→ **Stored dataset items**:
'''
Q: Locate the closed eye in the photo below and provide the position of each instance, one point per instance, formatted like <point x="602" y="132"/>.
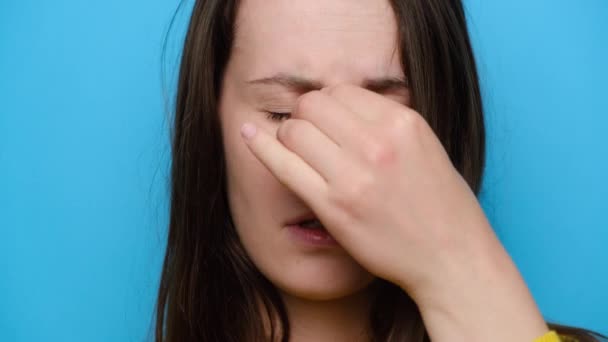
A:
<point x="276" y="116"/>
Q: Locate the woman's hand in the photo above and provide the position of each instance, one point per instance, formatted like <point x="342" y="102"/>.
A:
<point x="384" y="187"/>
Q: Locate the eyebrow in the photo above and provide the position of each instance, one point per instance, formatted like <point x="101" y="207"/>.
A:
<point x="303" y="85"/>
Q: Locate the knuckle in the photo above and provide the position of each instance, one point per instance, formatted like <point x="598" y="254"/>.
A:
<point x="380" y="152"/>
<point x="349" y="197"/>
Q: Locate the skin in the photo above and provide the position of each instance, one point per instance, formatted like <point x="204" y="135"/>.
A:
<point x="402" y="213"/>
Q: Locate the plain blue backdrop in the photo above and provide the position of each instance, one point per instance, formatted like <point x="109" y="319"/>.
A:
<point x="84" y="156"/>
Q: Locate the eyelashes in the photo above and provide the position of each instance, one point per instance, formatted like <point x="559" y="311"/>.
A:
<point x="276" y="116"/>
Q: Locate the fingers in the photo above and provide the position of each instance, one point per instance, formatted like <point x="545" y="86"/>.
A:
<point x="288" y="168"/>
<point x="367" y="104"/>
<point x="314" y="147"/>
<point x="335" y="120"/>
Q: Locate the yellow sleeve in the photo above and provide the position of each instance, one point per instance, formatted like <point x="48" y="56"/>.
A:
<point x="551" y="336"/>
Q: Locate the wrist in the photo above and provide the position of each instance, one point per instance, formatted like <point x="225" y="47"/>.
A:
<point x="482" y="299"/>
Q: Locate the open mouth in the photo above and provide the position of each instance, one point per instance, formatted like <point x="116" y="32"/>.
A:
<point x="311" y="224"/>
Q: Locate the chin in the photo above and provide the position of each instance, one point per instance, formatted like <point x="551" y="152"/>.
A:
<point x="319" y="283"/>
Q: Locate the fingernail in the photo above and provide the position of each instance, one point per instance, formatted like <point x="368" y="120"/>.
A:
<point x="248" y="130"/>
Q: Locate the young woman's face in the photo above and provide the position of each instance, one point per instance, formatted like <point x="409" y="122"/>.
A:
<point x="329" y="42"/>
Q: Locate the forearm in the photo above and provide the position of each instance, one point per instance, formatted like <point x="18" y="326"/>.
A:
<point x="484" y="300"/>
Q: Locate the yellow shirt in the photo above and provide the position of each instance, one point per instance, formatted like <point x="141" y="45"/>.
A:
<point x="551" y="336"/>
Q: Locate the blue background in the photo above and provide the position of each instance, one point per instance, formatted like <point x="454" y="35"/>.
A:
<point x="84" y="156"/>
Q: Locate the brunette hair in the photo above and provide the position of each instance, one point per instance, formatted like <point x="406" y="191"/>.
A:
<point x="209" y="288"/>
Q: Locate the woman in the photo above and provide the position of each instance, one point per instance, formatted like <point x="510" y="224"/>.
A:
<point x="326" y="161"/>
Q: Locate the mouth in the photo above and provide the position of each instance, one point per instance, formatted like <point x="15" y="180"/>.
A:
<point x="306" y="221"/>
<point x="311" y="224"/>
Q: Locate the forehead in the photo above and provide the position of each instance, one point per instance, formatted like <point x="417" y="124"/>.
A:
<point x="332" y="41"/>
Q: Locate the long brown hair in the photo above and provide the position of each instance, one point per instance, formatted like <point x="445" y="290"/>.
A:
<point x="209" y="289"/>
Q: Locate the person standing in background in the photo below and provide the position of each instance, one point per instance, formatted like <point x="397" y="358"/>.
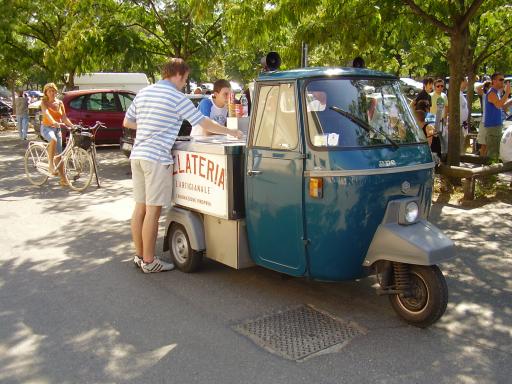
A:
<point x="482" y="90"/>
<point x="439" y="108"/>
<point x="21" y="104"/>
<point x="464" y="114"/>
<point x="495" y="102"/>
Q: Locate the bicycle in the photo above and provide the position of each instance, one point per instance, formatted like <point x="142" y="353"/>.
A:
<point x="78" y="158"/>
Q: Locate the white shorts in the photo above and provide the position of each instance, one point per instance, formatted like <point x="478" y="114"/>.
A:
<point x="152" y="182"/>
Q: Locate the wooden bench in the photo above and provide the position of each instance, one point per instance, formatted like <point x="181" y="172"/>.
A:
<point x="473" y="167"/>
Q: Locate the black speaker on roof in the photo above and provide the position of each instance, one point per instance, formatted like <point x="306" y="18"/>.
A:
<point x="271" y="62"/>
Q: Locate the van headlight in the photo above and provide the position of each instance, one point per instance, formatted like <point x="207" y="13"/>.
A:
<point x="411" y="212"/>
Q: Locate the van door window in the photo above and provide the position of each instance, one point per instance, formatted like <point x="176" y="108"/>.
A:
<point x="77" y="103"/>
<point x="103" y="101"/>
<point x="126" y="100"/>
<point x="276" y="118"/>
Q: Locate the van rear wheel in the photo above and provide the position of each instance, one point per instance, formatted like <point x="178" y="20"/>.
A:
<point x="428" y="296"/>
<point x="183" y="256"/>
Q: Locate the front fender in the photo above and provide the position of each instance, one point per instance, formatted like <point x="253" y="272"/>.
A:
<point x="421" y="243"/>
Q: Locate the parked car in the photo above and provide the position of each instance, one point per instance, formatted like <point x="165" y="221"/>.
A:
<point x="410" y="87"/>
<point x="5" y="109"/>
<point x="129" y="134"/>
<point x="105" y="105"/>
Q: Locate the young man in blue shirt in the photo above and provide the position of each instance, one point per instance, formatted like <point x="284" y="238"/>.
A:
<point x="214" y="107"/>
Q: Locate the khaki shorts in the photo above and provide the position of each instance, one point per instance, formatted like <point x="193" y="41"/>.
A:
<point x="152" y="182"/>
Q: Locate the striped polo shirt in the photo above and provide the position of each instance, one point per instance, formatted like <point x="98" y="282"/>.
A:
<point x="158" y="111"/>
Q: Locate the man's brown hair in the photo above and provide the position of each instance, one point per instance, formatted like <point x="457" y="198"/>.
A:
<point x="175" y="66"/>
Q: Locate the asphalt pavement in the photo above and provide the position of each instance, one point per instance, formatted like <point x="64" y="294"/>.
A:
<point x="74" y="309"/>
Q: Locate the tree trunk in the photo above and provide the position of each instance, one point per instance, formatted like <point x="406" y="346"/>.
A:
<point x="458" y="40"/>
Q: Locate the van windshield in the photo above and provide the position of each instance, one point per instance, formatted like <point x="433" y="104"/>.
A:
<point x="359" y="113"/>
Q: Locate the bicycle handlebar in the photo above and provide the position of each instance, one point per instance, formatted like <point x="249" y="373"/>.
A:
<point x="81" y="128"/>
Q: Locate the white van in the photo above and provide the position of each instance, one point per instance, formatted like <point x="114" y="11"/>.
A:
<point x="130" y="81"/>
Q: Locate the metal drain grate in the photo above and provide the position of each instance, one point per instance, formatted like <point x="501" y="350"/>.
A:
<point x="299" y="332"/>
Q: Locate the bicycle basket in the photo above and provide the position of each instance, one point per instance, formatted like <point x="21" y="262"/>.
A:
<point x="82" y="139"/>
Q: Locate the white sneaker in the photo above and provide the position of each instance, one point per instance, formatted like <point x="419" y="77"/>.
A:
<point x="156" y="265"/>
<point x="137" y="260"/>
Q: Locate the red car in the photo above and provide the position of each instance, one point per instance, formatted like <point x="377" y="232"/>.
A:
<point x="106" y="105"/>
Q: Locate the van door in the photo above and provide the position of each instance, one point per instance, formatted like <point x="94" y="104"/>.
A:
<point x="274" y="182"/>
<point x="103" y="106"/>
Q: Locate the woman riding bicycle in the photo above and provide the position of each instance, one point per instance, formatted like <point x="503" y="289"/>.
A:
<point x="54" y="115"/>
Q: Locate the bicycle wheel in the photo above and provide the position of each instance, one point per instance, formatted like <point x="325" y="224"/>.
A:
<point x="78" y="169"/>
<point x="36" y="164"/>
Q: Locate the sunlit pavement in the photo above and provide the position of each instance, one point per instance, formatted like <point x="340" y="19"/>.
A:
<point x="74" y="309"/>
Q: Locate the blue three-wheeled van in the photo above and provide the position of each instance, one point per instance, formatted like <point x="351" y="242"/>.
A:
<point x="334" y="182"/>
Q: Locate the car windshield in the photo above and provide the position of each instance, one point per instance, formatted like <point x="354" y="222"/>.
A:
<point x="359" y="113"/>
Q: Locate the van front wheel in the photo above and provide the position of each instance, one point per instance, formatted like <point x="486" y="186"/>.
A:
<point x="427" y="298"/>
<point x="183" y="256"/>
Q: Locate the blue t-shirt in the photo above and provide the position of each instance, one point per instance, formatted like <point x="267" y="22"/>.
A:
<point x="493" y="115"/>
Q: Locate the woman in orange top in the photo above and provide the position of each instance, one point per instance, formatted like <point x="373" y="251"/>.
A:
<point x="54" y="115"/>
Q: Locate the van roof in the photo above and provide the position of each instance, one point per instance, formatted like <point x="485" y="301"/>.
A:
<point x="312" y="72"/>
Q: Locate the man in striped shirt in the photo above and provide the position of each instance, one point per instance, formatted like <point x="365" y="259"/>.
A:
<point x="157" y="113"/>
'''
→ **Problem requirements**:
The answer consists only of the lines from the one containing "Q: Locate the blue t-shirt" to the end of the records, each written out exactly.

→ **Solution below**:
Q: Locate the blue t-shirt in the photo above and provide the position of each instance, one point per instance, formatted like <point x="267" y="22"/>.
A:
<point x="493" y="115"/>
Q: Locate the woman in orange top in the photo above and provide the position of each instance, one point per instance, formatted like <point x="373" y="251"/>.
A:
<point x="54" y="115"/>
Q: Locate the van roof in the photo above and provide the position of each instance, one point per instance, formatted like <point x="485" y="301"/>.
A:
<point x="312" y="72"/>
Q: Locate the man in striped shirt in the photo above and provide the position of each instance, one point per instance, formatted like <point x="365" y="259"/>.
A:
<point x="157" y="113"/>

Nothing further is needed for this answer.